◆ Provided passage:
"""
The threat stems from the burden of Green Energy policies that have been introduced to satisfy the European Union. Energy bills have already increased by 21% and this figure could rise to as much as 70% by 2020. The EU targets are set at 15% of the country’s energy must be via clean sources by 2020 and that greenhouse gas emissions must be reduced by 34% by the same date.
The report outlines that the costs involved in turning electrical intensive manufacturing to a more greener state, could prove to be crippling and it will be no surprise when these manufacturers decide to relocate overseas. Across the whole industry this could put 250,000 jobs at risk over the next 10 years.
In my view this is a hard balancing act Britain has to of course be seen to help the environment and cannot be blamed if there are higher electricity bills doing so. However maybe the government could act on other measures to counter act these costs, in the precarious state our economy is in at the moment I for one would be eager to keep as many companies happy with being set up in the UK and not put these jobs at risk.
The International Monetary Fund gave one of its largest downgrades for a developed country, when it lowered its growth forecast figures for Britain in 2011 from 2.5% growth to 2.1% growth.
The figures were less than the independent Office of Budget Responsibility (OBR) which predicts a 2.3% growth in 2011. Recruitment agencies would have also been concerned by the OBR prediction that 600,000 public sector jobs could go.
The IMF added the global economy is actually recovering faster than initially expected and even increased its forecast for growth in the US and China. The problem they stressed was with Europe’s debt crises which will delay’s the continent’s growth.
IMF has asked governments to get to grips with their banks and push ahead with financial reforms. This is to encourage the flow of credit to the economy.
In response to this downgrade view, it is of course a concern but it is on the back of making fiscal changes that will hopefully tackle the debt in Britain. A catch 22 I suppose, but from my point of view this strategy will hopefully reward Britain in the future.
Graduate recruitment agencies would have been concerned by the government’s willingness to cut unprotected division’s by 25% over the next 4 years.
With 39,000 public sector `non- frontline` jobs filled by UK graduates yearly, then even if just a fifth of these jobs were lost due to funding that would double the amount of graduate unemployment. This warning came as 1 in 10 graduates failed to find work last summer in the midst of the recession.
"""
◆ Task goal: Pick up the piece on British jobs and growth forecasts above and continue it after its last sentence.

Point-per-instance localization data
"""
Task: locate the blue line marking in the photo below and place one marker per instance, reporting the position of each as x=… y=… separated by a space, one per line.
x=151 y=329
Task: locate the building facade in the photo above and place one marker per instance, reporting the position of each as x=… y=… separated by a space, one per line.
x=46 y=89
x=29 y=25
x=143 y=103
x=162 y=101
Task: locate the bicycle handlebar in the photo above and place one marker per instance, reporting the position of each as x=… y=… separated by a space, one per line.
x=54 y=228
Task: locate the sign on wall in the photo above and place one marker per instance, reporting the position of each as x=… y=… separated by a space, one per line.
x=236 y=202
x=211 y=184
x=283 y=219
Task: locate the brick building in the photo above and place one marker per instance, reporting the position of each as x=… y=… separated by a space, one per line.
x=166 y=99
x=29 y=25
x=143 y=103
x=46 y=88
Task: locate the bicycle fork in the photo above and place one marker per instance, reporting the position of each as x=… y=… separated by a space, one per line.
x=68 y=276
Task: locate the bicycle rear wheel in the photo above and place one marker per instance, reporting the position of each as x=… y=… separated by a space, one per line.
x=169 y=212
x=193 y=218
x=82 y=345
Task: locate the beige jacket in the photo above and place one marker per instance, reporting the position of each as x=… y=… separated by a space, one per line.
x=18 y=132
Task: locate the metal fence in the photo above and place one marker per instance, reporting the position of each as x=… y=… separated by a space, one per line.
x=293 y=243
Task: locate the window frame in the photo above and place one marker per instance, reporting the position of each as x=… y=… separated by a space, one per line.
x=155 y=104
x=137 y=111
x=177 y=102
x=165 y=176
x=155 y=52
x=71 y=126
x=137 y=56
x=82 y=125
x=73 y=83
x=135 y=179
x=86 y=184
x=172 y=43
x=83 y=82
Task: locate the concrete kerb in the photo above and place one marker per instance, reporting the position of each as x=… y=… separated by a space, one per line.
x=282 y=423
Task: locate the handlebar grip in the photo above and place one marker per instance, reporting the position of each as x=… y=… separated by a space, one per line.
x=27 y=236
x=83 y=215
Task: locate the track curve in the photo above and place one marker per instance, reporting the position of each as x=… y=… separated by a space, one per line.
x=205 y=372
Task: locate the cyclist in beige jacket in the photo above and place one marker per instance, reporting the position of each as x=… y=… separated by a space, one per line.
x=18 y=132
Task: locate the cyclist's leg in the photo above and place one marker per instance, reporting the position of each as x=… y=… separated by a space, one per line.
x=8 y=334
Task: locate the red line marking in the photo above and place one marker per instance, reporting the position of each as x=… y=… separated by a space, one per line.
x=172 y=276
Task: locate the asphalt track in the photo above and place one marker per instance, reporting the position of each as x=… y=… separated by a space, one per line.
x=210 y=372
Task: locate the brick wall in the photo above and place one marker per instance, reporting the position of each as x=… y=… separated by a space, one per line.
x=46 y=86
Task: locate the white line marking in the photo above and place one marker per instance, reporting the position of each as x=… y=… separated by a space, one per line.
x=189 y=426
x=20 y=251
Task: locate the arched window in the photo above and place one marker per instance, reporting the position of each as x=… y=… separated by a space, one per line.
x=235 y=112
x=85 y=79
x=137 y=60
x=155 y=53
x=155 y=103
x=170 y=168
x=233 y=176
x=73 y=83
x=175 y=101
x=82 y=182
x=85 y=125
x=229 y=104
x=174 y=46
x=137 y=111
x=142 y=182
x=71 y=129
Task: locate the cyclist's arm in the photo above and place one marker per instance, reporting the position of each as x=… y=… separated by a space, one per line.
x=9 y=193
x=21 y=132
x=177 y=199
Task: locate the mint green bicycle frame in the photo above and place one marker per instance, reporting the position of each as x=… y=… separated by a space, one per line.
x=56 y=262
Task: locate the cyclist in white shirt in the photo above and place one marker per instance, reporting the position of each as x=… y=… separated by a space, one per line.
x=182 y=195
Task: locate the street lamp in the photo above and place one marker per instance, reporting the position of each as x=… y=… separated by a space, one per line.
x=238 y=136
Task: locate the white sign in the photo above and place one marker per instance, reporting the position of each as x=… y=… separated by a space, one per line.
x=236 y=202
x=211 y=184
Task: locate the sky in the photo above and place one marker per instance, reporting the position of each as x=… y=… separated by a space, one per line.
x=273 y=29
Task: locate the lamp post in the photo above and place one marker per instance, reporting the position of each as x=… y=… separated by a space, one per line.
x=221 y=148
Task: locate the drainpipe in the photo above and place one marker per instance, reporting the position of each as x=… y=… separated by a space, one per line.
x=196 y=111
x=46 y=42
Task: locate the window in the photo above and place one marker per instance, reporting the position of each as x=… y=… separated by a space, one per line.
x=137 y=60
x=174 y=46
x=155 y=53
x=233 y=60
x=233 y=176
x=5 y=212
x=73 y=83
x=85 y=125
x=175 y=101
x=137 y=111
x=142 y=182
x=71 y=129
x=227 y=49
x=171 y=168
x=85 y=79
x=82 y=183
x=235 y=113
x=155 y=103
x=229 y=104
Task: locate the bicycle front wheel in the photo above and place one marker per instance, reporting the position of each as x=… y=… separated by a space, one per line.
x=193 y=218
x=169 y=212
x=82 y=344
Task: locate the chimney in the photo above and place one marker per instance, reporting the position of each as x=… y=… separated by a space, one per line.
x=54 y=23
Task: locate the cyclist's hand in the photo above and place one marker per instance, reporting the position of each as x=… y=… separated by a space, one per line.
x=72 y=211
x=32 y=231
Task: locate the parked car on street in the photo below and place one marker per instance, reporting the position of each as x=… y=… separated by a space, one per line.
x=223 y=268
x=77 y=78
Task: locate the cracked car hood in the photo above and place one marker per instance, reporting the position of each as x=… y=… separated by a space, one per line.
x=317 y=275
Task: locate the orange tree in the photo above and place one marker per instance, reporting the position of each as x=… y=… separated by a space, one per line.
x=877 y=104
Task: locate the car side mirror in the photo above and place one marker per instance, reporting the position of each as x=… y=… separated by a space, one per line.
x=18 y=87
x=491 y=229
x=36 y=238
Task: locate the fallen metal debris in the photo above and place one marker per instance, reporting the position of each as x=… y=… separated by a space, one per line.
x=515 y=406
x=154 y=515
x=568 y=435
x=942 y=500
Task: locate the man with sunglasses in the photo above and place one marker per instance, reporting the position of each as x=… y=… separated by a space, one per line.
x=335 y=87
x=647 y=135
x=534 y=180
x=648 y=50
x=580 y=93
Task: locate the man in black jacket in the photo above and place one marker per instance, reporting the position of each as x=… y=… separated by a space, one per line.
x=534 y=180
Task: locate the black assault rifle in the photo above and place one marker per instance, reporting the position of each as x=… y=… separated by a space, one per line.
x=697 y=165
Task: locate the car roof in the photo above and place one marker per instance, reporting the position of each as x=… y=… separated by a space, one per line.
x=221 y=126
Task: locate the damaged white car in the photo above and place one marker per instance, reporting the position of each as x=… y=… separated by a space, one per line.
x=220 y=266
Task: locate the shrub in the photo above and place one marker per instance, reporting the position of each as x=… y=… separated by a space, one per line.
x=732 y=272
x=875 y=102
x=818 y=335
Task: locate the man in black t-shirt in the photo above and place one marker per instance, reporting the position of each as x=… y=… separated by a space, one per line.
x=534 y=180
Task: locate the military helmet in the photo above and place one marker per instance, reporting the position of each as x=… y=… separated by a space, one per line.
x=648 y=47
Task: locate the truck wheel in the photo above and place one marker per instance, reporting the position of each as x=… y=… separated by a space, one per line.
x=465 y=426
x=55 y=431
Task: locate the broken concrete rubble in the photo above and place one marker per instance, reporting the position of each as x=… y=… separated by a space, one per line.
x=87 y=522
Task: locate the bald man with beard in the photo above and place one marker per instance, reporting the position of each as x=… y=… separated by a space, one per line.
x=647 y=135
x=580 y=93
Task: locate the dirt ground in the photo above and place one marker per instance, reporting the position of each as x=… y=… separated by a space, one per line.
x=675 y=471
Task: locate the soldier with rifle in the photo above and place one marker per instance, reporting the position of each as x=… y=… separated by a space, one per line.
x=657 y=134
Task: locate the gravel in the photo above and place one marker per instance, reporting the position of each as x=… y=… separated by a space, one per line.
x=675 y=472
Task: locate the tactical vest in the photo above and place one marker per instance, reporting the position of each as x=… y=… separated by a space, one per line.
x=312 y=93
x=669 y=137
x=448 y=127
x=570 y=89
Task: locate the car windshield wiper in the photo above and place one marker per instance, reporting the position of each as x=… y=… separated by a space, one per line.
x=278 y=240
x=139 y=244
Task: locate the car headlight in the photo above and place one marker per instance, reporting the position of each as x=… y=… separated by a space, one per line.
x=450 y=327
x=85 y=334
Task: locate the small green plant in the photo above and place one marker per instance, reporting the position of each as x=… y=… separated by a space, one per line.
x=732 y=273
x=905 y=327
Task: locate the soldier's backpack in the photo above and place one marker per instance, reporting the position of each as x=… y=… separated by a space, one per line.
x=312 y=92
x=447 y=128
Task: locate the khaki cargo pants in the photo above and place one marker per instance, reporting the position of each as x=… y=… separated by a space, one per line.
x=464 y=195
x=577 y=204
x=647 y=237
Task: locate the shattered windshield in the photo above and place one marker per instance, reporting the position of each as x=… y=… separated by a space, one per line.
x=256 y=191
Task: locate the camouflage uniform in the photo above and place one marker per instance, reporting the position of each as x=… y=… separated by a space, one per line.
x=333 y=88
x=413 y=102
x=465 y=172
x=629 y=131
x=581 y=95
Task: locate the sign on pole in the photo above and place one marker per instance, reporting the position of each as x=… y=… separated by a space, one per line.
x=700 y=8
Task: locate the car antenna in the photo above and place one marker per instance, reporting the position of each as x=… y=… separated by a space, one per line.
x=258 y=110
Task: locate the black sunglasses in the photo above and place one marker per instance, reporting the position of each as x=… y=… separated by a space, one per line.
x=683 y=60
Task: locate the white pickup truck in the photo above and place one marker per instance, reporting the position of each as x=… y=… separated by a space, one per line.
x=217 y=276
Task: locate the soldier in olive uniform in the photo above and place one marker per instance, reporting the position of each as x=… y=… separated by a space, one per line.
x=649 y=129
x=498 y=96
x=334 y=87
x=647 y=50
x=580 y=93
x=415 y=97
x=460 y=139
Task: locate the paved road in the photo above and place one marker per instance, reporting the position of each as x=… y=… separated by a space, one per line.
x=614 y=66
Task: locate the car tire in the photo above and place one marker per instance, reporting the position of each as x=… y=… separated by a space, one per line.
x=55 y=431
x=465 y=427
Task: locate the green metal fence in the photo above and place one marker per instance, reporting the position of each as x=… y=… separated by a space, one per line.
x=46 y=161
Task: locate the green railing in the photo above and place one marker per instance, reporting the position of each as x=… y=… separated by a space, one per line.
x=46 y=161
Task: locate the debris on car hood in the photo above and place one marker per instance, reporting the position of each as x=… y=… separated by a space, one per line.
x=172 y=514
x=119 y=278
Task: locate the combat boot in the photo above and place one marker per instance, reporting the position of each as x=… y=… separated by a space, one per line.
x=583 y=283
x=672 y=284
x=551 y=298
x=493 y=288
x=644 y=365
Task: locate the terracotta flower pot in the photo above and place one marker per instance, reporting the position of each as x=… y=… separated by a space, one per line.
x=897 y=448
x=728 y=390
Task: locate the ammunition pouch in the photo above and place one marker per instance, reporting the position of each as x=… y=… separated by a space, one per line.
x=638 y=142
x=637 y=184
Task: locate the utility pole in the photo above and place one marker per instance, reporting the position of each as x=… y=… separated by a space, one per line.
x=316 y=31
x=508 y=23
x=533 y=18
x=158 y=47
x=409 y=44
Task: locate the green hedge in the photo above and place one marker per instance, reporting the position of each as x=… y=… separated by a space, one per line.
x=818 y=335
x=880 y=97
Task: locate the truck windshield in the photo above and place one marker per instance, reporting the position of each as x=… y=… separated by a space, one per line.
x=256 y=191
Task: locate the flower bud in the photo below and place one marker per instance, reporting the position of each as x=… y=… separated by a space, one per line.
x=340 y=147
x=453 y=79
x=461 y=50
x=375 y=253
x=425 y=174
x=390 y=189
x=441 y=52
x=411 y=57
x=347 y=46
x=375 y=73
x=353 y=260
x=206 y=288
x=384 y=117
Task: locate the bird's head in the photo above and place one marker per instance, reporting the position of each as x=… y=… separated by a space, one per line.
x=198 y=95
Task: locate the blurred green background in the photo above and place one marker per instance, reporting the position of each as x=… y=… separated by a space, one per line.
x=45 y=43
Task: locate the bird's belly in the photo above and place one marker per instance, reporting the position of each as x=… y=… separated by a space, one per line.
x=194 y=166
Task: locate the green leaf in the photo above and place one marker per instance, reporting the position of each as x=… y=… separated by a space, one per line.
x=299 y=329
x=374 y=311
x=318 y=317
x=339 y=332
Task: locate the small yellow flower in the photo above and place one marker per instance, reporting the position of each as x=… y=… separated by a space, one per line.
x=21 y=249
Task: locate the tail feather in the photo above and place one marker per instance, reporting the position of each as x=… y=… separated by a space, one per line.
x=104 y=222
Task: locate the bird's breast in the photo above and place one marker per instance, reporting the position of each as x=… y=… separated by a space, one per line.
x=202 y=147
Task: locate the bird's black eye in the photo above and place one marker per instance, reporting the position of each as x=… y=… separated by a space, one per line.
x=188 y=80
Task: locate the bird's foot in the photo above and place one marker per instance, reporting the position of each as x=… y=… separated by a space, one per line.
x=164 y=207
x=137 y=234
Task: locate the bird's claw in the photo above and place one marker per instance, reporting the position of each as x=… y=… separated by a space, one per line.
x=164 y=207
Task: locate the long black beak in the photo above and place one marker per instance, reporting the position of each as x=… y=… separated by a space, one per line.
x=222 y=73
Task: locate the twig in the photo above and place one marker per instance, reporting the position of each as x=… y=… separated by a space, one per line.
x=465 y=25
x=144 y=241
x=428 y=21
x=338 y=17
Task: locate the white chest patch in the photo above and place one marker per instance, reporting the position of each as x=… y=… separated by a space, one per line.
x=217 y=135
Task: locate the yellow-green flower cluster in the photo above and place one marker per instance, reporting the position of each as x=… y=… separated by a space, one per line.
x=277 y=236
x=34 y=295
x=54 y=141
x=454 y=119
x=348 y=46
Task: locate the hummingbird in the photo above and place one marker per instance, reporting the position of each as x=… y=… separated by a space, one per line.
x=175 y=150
"""
◆ Exercise output:
The findings that came from the Higher Education Statistic Agency, also showed that the number of graduates working after 6 months dropped from 62% to 59%, that is around an addition 6,000 graduates. It was also shown that there was an increase in the number of graduates that took up further studies.
I obviously take this news with concern but of course with a certain realisation, just because the cuts will be happening in the public sector we have no way of knowing if the private sector could accommodate these individuals. The key to any economy is forward thinking people and that is what graduates can supply. I believe that although there would be areas of detrimental affect from this budget, other gateways will open.
Universities minister David Willets said that these figures show that employers are continuing to recruit graduates in large numbers.
Oil and gas recruitment agencies would have heard yesterday, the Senior BP executive addressing the staff in Aberdeen reassuring them that there jobs and the North Sea operations will be safe and BP have no plans to stop this.
The main worry was that with Mexico crises now nearing £2.65 billion may affect other areas of BP operations. BP reaffirmed that they are still on track to deal with the crises and believe they will meet the timeframe of 3 months but this will not cause them to sell assets to fund this such as the North Sea operation.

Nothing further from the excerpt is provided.